Textauszug
'''

Vorschlag für eine Richtlinie des Europäischen Parlaments und des Rates zur Verhütung und Bekämpfung von Menschenhandel und zum Opferschutz sowie zur Aufhebung des Rahmenbeschlusses 2002/629/JI des Rates

(28731/EU XXIV.GP)

 

  1. KOM (10) 94 endg.

Vorschlag für eine Richtlinie des Europäischen Parlaments und des Rates zur Bekämpfung des sexuellen Missbrauchs und der sexuellen Ausbeutung von Kindern sowie der Kinderpornografie und zur Aufhebung des Rahmenbeschlusses 2004/68/JI des Rates

(28732/EU XXIV.GP)

 

  1. KOM (10) 105 endg./2

Vorschlag für eine Verordnung (EU) des Rates zur Begründung einer Verstärkten Zusammenarbeit im Bereich des auf die Ehescheidung und Trennung ohne Auflösung des Ehebandes anzuwendenden Rechts

(28760/EU XXIV.GP)

'''

Datensätze
'''

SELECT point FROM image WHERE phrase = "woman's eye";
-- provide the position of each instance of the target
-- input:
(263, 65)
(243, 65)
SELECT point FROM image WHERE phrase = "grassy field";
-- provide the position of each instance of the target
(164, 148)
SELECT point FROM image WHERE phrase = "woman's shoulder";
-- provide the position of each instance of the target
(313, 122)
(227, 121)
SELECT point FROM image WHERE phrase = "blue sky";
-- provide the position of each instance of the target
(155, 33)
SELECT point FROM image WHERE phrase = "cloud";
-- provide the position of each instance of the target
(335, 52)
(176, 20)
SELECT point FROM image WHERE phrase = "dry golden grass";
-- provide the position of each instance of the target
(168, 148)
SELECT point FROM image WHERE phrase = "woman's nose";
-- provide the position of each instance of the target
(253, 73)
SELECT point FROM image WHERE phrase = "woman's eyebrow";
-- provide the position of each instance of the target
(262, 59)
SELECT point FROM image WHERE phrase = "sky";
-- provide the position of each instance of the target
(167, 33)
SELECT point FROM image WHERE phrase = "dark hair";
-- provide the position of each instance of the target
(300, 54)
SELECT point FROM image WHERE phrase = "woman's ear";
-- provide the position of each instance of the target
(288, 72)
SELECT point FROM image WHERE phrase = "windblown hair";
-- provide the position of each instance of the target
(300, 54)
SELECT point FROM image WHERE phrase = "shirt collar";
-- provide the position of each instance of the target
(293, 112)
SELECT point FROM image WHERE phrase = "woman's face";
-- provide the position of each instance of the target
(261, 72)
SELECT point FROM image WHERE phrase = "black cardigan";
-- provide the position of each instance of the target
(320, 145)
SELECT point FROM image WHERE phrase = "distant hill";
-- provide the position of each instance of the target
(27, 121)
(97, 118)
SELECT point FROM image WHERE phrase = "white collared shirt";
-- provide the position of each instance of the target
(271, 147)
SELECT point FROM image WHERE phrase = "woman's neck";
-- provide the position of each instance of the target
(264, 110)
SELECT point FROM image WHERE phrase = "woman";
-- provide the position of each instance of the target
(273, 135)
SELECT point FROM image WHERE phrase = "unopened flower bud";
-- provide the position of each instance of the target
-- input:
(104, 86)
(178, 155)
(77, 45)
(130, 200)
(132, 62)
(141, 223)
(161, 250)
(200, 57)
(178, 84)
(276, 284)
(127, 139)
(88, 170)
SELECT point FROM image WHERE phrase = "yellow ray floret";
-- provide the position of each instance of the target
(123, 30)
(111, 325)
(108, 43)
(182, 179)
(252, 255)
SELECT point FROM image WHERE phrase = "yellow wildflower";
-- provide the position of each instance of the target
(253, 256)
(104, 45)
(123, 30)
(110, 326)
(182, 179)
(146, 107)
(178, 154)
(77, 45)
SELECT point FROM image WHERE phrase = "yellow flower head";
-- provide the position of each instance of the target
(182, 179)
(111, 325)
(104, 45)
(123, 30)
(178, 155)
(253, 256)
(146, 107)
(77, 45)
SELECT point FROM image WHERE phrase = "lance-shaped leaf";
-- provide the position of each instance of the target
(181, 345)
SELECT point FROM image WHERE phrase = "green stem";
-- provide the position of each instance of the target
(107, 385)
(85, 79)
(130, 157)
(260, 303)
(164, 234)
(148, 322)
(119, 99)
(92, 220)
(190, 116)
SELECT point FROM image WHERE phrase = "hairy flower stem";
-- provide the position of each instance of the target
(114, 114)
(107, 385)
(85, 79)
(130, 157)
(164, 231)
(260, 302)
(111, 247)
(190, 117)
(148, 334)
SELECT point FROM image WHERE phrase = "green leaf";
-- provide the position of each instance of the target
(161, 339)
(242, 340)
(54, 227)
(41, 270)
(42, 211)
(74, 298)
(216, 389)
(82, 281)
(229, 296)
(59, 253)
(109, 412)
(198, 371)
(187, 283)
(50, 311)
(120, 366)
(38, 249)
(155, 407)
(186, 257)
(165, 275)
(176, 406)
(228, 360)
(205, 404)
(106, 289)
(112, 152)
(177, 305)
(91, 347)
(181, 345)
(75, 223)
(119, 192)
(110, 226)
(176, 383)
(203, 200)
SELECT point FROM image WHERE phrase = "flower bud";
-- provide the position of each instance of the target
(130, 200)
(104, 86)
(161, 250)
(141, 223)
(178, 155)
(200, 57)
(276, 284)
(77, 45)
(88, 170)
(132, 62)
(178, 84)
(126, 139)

'''
'''

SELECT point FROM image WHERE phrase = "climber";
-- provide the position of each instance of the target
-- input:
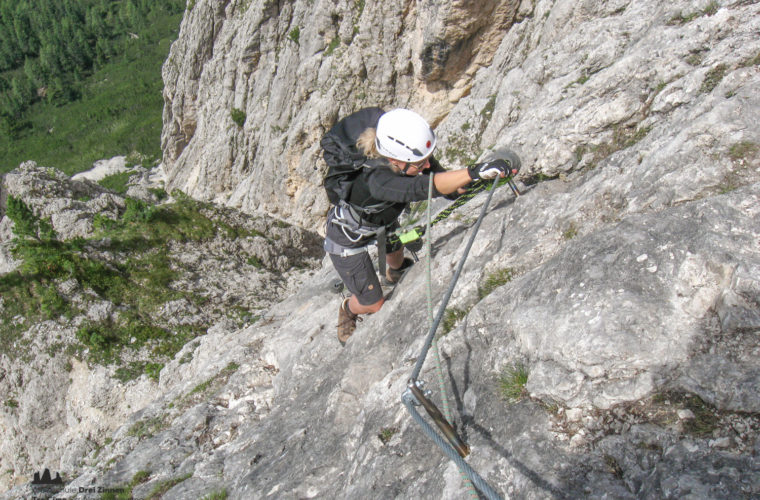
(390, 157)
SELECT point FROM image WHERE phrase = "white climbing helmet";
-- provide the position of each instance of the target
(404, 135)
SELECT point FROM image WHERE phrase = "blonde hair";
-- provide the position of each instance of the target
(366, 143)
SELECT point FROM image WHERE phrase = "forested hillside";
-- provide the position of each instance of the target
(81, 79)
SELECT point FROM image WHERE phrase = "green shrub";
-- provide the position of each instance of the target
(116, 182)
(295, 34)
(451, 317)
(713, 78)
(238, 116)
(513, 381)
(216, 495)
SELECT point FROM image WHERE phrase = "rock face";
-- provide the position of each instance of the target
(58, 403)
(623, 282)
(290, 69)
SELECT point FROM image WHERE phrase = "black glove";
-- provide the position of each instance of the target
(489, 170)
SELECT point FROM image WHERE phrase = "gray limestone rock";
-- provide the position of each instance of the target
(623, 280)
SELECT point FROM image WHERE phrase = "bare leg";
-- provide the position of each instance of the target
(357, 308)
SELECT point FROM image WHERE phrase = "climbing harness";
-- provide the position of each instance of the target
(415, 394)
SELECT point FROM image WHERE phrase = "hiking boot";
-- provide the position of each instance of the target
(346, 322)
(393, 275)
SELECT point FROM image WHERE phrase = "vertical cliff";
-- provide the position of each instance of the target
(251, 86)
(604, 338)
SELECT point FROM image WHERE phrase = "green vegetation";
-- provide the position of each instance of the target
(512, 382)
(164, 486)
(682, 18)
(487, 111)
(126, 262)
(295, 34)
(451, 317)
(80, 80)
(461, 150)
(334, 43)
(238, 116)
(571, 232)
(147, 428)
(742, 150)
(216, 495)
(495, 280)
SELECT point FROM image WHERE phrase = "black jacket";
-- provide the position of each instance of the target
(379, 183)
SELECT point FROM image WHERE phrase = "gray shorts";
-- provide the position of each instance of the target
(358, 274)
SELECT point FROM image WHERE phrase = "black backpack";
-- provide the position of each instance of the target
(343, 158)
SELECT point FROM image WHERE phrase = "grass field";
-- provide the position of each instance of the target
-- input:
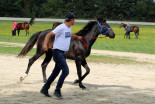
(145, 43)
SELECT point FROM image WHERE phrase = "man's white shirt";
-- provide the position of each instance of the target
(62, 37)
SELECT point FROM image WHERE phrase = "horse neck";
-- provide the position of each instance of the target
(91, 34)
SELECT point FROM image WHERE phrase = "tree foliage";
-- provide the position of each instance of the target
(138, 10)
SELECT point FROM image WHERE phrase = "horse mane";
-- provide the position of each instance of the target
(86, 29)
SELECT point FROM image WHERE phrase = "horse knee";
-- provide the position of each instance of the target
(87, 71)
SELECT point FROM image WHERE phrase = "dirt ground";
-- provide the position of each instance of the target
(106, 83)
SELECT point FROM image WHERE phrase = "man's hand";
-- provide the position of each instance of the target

'''

Auszuführende Aufgaben
- a) Beantworten Sie anhand des Textauszugs zu den EU-Vorschlägen die folgenden Fragen.
(i) Welcher Rahmenbeschluss soll durch den Vorschlag zum Menschenhandel aufgehoben werden?
(ii) Welche Nummer mit dem Zusatz „EU XXIV.GP“ trägt der Vorschlag zur Kinderpornografie?
(iii) Welche Art von Rechtsakt wird für das Recht der Ehescheidung und Trennung vorgeschlagen?
- b) Schreiben Sie aus dem Textauszug zu den EU-Vorschlägen den Abschnitt von „1. KOM (10) 105“ bis einschließlich „(28760/EU XXIV.GP)“ wortgetreu ab.
- c) Führen Sie den Textauszug zu den EU-Vorschlägen im Anschluss an seinen letzten Eintrag fort.

Antworten der Reihe nach
- a)
(i) Aufgehoben werden soll der Rahmenbeschluss 2002/629/JI des Rates.
(ii) Der Vorschlag trägt die Nummer 28732/EU XXIV.GP.
(iii) Vorgeschlagen wird eine Verordnung (EU) des Rates.

- b)
1. KOM (10) 105 endg./2

Vorschlag für eine Verordnung (EU) des Rates zur Begründung einer Verstärkten Zusammenarbeit im Bereich des auf die Ehescheidung und Trennung ohne Auflösung des Ehebandes anzuwendenden Rechts

(28760/EU XXIV.GP)

- c)
 

KOM (10) 104 endg./2

Vorschlag für einen Beschluss des Rates Nr. …/2010/EU über die Ermächtigung zu einer Verstärkten Zusammenarbeit im Bereich des auf die Ehescheidung und Trennung ohne Auflösung des Ehebandes anzuwendenden Rechts

(28759/EU XXIV.GP)

 

 

 

 

 

 

 

 

 

 

 

EU-Vorhaben im Justizbereich standen im Mittelpunkt der Sitzung des EU-Ausschusses des Bundesrats vom 4. Mai 2010. Konkret ging es um zwei geplante EU-Richtlinien zur Bekämpfung des sexuellen Kindesmissbrauchs und zur Bekämpfung des Menschenhandels sowie um die Beseitigung von Rechtsunsicherheiten bei Scheidungsverfahren. Die österreichische Regierung steht allen drei Vorhaben, zu denen die Europäische Kommission Vorschläge vorgelegt hat, grundsätzlich positiv gegenüber.

 

 

Folgende Auskunftspersonen standen den Bundesrätinnen und Bundesräten zur Verfügung:

Christian Manquet (Bundesministerium für Justiz),

die RichterInnen Romana Fritz und Thomas Traar,

Botschafter Walter Grahammer und

Angelika Hable (Bundeskanzleramt).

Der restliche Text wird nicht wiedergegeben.